WORK TO COMPLETE
The listing is to be printed in full, exactly as given.

EXTRACTED MATERIAL
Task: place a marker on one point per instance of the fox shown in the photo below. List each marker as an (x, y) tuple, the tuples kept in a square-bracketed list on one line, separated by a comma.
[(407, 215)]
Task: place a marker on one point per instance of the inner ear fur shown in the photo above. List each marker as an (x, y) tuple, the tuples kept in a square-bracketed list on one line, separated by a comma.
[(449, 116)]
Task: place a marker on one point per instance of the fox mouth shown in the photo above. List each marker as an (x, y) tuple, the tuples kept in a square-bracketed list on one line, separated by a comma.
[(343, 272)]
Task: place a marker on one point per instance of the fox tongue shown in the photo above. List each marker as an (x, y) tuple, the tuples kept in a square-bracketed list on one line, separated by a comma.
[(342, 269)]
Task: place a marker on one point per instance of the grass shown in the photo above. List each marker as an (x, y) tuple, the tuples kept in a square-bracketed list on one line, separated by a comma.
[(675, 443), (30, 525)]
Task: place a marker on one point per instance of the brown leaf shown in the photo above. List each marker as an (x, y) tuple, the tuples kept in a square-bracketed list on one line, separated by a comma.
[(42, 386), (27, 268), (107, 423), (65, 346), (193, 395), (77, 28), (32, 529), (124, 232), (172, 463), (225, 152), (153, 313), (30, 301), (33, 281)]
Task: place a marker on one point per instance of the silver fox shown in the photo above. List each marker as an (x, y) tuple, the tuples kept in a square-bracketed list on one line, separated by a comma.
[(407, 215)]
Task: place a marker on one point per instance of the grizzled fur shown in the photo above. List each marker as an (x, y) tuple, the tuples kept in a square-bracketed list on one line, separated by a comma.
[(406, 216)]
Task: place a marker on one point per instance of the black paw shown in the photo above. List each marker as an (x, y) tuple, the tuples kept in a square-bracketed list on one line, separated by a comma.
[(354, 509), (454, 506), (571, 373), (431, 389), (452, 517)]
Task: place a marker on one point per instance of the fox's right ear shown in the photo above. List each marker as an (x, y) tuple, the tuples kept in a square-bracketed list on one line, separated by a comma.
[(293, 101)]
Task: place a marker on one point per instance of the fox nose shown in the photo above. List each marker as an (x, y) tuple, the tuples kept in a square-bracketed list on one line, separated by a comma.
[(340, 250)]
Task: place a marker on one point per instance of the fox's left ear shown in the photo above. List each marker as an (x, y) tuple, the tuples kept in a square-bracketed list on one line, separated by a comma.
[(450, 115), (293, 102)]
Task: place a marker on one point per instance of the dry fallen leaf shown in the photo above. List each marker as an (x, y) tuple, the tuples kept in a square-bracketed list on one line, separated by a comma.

REPLY
Task: place a marker on one point per instance of the fox shown in the photo below. List each marker as an (x, y) tuple, the tuples kept in a square-bracketed list on one line, separated by a comma.
[(407, 215)]
Task: place a marker on one point per instance of the inner ear fur shown in the photo above. List each marker as an (x, y) tuple, the tuples kept in a square-bracketed list on one line, separated by a comma.
[(449, 116)]
Task: place a marker on one point per instance of the fox mouth shown in the photo above. List each marker as an (x, y) tuple, the tuples kept in a square-bracketed list on one line, separated by a comma.
[(343, 272)]
Task: place a marker on one point per instance of the fox tongue shown in the photo above. List each marker as an (x, y) tuple, the tuples kept in a square-bracketed list on one line, separated by a comma.
[(342, 269)]
Task: place a marker on one point per instance of the grass shown in the photo above. List each marker as an (x, y) tuple, the tuples kept in a square-bracketed list on one line, separated by a comma.
[(675, 443), (30, 525)]
Task: place a marker on one point per instance of the brown leaf shown in the photo above. List each marker as an (x, y) tuple, the tuples kept in a square-bracketed list on one line, separated by a comma.
[(42, 386), (27, 268), (107, 423), (65, 346), (193, 395), (77, 28), (32, 529), (124, 232), (172, 463), (225, 152), (153, 313), (30, 301), (33, 281)]
Task: place a marker on one point per instance of the silver fox shown in the photo above. List each marker as an (x, y) tuple, the tuples kept in a square-bracketed list on one line, separated by a comma.
[(407, 215)]
Task: place a marker on one point per instance of the grizzled fur shown in the photo above. List each marker as an (x, y) tuple, the tuples kept in a square-bracketed list on one line, separated by a comma.
[(406, 216)]
Task: place a marker on one point per instance of the black paw shown in the photo above. List each marker as an (x, y) tuple, the tuples kept in a square-bracketed list on one line, separated by a comma.
[(354, 509), (454, 506), (571, 373), (431, 389), (452, 517)]
Task: place a marker on one point per instance of the fox's right ear shown in the photo above. List each marker as an (x, y) tuple, the tuples kept in a square-bracketed list on one line, separated by a comma.
[(293, 101)]
Task: place a marker on one point per instance of the fox nose shown in the photo above. List each marker as an (x, y) tuple, the tuples kept in a square-bracketed list on one line, separated by a comma.
[(340, 250)]
Task: place a marker on one point per instance of the fox's left ear shown in the photo above. List each marker as an (x, y) tuple, the tuples kept in a square-bracketed list on one line, separated by a comma.
[(450, 115), (293, 102)]
Task: place a marker on one point per instance of the dry fallen leaf shown in the photo above. List each marker as an (x, y) tuple, the tuples kept in a square-bracketed list on one line, separated by a comma.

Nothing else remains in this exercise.